>>

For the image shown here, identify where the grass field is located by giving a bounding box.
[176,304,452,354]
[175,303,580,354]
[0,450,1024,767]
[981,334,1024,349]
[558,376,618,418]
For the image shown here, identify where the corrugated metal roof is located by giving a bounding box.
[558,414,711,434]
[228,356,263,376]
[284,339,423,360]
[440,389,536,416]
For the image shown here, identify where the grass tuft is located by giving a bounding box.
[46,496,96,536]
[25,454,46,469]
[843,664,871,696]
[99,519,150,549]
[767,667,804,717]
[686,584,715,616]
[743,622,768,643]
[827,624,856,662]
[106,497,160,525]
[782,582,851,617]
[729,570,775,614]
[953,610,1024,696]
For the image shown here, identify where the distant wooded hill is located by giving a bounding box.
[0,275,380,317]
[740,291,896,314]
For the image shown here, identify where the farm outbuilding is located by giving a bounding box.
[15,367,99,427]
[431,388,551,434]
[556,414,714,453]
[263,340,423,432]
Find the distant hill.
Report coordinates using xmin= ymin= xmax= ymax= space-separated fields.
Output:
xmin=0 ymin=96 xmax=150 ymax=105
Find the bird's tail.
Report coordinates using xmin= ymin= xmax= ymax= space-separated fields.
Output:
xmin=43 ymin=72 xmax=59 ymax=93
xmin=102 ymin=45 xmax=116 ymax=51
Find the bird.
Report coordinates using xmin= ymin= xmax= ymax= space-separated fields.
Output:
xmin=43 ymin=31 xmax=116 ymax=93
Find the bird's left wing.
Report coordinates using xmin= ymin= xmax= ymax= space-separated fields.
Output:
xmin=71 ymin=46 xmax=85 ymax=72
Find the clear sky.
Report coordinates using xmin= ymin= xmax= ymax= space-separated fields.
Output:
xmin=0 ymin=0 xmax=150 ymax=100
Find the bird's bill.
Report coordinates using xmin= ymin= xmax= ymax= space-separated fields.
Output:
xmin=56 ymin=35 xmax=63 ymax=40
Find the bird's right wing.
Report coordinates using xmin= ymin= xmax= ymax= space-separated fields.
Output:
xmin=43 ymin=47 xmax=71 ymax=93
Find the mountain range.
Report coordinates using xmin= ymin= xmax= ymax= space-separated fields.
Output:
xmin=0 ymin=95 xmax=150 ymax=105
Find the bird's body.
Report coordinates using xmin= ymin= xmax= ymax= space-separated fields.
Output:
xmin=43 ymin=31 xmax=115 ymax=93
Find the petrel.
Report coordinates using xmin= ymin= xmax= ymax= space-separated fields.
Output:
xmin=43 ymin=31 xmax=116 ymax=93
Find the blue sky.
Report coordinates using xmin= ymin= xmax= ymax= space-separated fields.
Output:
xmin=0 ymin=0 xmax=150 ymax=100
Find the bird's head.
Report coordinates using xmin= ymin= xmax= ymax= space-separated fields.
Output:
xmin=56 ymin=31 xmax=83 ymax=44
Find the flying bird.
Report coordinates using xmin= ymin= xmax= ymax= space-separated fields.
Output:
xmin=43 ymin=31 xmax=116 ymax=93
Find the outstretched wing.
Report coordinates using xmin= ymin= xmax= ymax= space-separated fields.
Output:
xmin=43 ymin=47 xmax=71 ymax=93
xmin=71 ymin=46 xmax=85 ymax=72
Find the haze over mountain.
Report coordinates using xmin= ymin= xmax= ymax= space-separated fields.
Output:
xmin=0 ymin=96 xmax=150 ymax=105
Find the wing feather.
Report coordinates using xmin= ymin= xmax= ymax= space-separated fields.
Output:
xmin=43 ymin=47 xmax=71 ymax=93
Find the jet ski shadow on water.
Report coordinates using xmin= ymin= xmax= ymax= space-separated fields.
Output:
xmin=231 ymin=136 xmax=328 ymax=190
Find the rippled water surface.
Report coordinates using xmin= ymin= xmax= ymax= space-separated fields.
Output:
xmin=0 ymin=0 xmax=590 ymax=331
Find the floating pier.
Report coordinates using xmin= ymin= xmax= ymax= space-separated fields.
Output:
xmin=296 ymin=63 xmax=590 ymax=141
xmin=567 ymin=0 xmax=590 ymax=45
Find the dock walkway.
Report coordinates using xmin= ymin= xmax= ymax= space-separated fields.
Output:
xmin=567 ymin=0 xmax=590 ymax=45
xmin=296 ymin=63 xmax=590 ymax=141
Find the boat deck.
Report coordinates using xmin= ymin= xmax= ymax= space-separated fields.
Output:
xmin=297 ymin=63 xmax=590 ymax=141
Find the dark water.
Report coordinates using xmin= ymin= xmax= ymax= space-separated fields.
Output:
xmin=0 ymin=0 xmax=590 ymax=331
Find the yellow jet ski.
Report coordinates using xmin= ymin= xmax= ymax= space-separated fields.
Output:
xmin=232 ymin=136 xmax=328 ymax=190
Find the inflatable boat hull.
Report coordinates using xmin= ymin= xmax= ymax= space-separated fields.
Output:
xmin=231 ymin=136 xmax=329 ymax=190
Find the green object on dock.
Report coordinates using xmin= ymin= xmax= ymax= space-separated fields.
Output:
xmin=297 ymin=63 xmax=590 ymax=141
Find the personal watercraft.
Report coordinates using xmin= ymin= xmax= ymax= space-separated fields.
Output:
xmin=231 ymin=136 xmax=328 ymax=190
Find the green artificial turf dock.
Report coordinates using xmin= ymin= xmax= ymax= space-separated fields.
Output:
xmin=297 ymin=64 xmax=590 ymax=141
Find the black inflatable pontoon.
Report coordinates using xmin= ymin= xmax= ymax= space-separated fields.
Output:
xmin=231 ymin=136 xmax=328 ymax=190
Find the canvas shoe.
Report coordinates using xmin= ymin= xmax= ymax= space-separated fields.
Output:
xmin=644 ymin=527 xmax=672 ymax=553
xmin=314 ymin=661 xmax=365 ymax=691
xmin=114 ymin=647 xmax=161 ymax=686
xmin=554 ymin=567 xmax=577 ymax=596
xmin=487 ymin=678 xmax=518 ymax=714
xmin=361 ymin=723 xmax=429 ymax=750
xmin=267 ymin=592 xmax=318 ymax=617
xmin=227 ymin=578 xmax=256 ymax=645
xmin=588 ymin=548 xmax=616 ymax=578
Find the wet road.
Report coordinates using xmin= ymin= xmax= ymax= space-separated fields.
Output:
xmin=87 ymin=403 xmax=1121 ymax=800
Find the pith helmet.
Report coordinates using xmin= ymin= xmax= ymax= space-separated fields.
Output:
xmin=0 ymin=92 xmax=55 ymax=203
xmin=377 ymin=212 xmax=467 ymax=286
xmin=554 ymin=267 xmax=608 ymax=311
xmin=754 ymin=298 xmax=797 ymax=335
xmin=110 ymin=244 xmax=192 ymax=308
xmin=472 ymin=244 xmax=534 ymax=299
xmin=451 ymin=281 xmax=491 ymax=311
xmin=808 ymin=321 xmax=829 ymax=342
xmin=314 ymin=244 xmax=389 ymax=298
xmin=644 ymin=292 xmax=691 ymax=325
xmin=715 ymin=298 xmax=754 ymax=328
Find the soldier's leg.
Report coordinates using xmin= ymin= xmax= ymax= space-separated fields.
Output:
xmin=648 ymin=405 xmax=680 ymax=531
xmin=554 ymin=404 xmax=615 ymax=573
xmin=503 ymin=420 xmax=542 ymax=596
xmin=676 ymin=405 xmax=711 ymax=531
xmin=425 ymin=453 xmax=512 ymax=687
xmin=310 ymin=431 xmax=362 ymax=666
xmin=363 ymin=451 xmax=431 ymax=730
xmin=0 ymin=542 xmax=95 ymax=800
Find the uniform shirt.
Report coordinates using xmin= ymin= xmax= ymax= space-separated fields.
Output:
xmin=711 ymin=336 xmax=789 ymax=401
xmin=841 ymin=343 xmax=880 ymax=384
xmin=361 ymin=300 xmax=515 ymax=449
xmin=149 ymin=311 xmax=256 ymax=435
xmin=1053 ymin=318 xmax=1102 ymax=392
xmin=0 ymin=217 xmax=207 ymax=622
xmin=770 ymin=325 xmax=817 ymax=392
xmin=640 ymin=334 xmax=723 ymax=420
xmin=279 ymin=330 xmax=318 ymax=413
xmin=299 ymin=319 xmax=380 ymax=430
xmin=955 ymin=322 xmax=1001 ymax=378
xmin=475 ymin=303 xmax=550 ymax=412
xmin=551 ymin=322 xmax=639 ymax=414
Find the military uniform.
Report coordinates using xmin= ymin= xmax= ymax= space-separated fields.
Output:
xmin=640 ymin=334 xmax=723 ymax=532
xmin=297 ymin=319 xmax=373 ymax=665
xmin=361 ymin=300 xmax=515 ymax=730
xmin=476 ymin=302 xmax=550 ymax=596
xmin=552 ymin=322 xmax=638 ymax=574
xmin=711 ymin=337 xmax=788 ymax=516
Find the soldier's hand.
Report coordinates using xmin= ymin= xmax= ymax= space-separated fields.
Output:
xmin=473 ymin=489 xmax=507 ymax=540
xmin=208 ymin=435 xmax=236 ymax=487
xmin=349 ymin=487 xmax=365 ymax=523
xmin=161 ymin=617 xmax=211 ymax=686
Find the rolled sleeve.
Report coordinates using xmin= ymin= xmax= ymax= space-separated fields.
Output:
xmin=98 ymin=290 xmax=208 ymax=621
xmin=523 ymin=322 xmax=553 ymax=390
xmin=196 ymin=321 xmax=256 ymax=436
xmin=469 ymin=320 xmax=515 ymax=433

<<

* EXERCISE PROMPT *
Repeat the entries above word for word, starting at the line that contains "Find the bird." and ending at the line that contains "xmin=0 ymin=95 xmax=150 ymax=105", with both of those lines included.

* THE RESPONSE *
Find the bird.
Report coordinates using xmin= ymin= xmax= ymax= space-separated fields.
Output:
xmin=43 ymin=31 xmax=116 ymax=93
Find the bird's left wing.
Report coordinates using xmin= ymin= xmax= ymax= space-separated fields.
Output:
xmin=71 ymin=46 xmax=85 ymax=72
Find the clear sky.
Report coordinates using xmin= ymin= xmax= ymax= space-separated fields.
Output:
xmin=0 ymin=0 xmax=150 ymax=100
Find the bird's bill.
Report coordinates using xmin= ymin= xmax= ymax= space-separated fields.
Output:
xmin=56 ymin=35 xmax=63 ymax=40
Find the bird's right wing.
Report coordinates using xmin= ymin= xmax= ymax= space-separated fields.
Output:
xmin=43 ymin=47 xmax=71 ymax=93
Find the mountain range.
Report coordinates using xmin= ymin= xmax= ymax= space-separated fields.
Output:
xmin=0 ymin=95 xmax=150 ymax=105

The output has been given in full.